40 000 chercheurs ont quitté l’Algérie depuis 1996

Chaque année, 20 000 Africains hautement qualifiés quittent leurs pays pour aller vers les pays du Nord. Depuis 1990 à ce jour, ils sont quelque 300 000 spécialistes originaires d’Afrique installés en Europe et en Amérique du Nord. Ce sont les crises économiques et les répercussions sociales qu’elles induisent qui sont à l’origine du fléau de la fuite des cerveaux.

Omar Ramdan, le président du Forum des chefs d’entreprise, qui a annoncé ces statistiques de l’Organisation internationale des migrations (OIM), a dressé un bilan alarmant pour le continent noir qui, selon lui, «se vide dangereusement de sa matière grise».

Lors d’une conférence-débat sur la fuite des compétences et la revalorisation des élites nationales, organisée dimanche soir à Alger, M. Ramdan a cité d’autres facteurs à l’origine de l’exode des Africains, dont les conflits armés et les conditions de travail inadaptées, auxquels est venue s’ajouter la concurrence de plus en plus intense entre les pays développés en vue de capter la matière grise africaine à travers la mise en œuvre de «programmes d’immigration sélective».

=-=-=-=-=

EXERCICE COURT 1: Extrayez de l'article sur la fuite des cerveaux le passage compris entre « 40 000 chercheurs » et « fuite des cerveaux. », ces deux bornes incluses.
EXERCICE COURT 2:
Répondez aux questions suivantes à partir de l'article sur la fuite des cerveaux.
(a) Combien d'Africains hautement qualifiés quittent leurs pays chaque année ?
(b) De quelle organisation proviennent les statistiques annoncées par Omar Ramdan ?
(c) Dans quelle ville la conférence-débat a-t-elle été organisée ?
EXERCICE COURT 3: Rédigez la suite de l'article sur la fuite des cerveaux, à partir de sa dernière phrase.

DONNÉES ENREGISTRÉES:
=-=-=-=-=

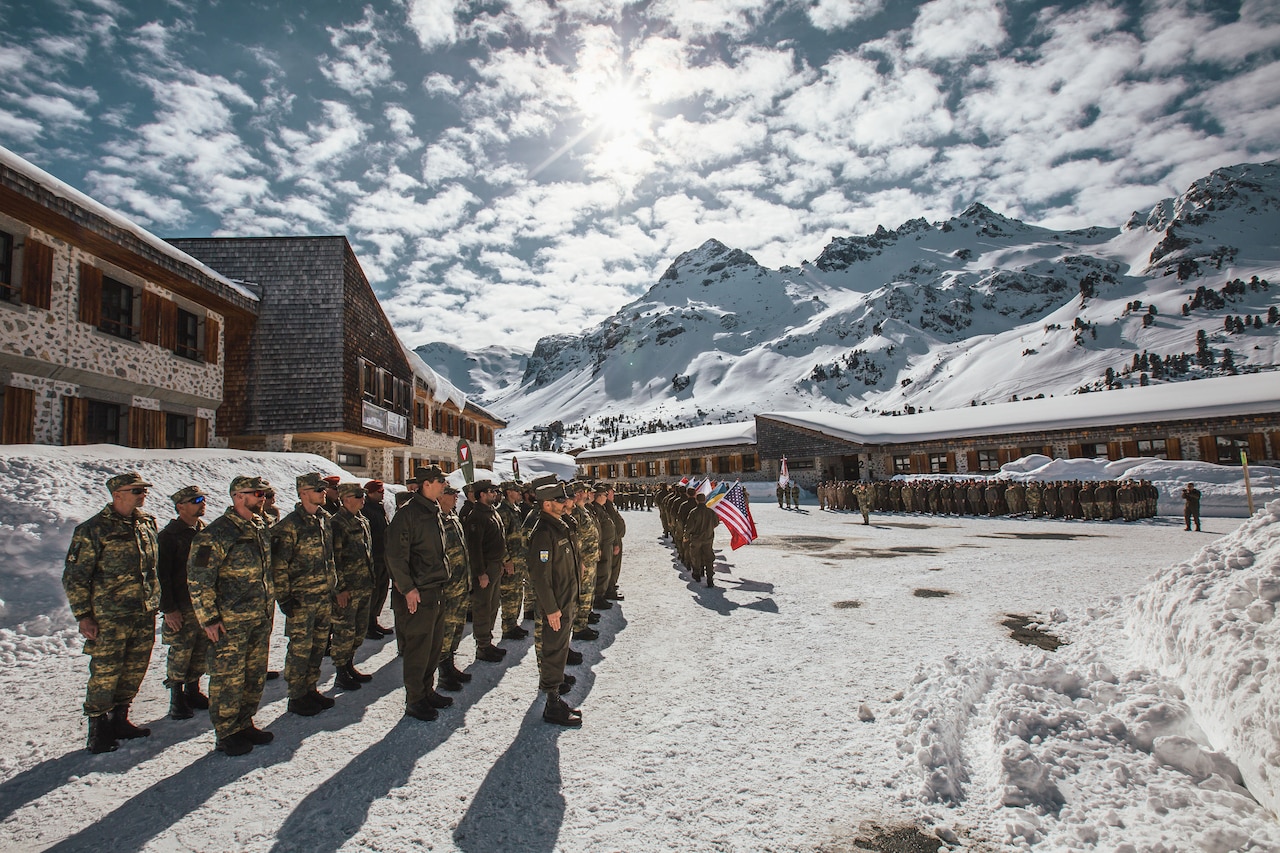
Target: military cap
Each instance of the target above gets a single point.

=-=-=-=-=

RÉSULTAT DE L'EXERCICE 1:
40 000 chercheurs ont quitté l’Algérie depuis 1996

Chaque année, 20 000 Africains hautement qualifiés quittent leurs pays pour aller vers les pays du Nord. Depuis 1990 à ce jour, ils sont quelque 300 000 spécialistes originaires d’Afrique installés en Europe et en Amérique du Nord. Ce sont les crises économiques et les répercussions sociales qu’elles induisent qui sont à l’origine du fléau de la fuite des cerveaux.

RÉSULTAT DE L'EXERCICE 2:
(a) 20 000 Africains hautement qualifiés quittent leurs pays chaque année.
(b) Les statistiques proviennent de l'Organisation internationale des migrations (OIM).
(c) La conférence-débat a été organisée à Alger.

RÉSULTAT DE L'EXERCICE 3:
Pour ce dossier, l’Algérie est lotie à la même enseigne que les autres pays africains. Le président du FCE, qui en a dressé un bilan préoccupant se référant à des statistiques et études réalisées par des différents organismes et institutions, a révélé que plus de 7 000 médecins algériens se sont installés en France jusqu’à juillet 2005, dont 2 000 dans la seule région parisienne, sur un ensemble de 10 000 médecins étrangers immigrés en Hexagone, alors que 40 000 chercheurs ont quitté l’Algérie depuis 1996.

De même, sur 25 pays fournisseurs d’immigrés au Canada, l’Algérie occupe la troisième place après la France et la Chine. Concernés directement par ce phénomène, les chefs d’entreprise représentent une large partie des Algériens expatriés vers la France avec près de 100 000 recensés récemment.

Ils emploient environ 2,2 millions de personnes et leur chiffre d’affaires global dépasse 15 milliards d’euros. D’après les constats tirés par le FCE, les métiers liés à la technologie de pointe (électronique et technologies de l’information et de la communication en particulier), à l’industrie énergétique et à la médecine sont ceux qui attirent plus l’élite algérienne.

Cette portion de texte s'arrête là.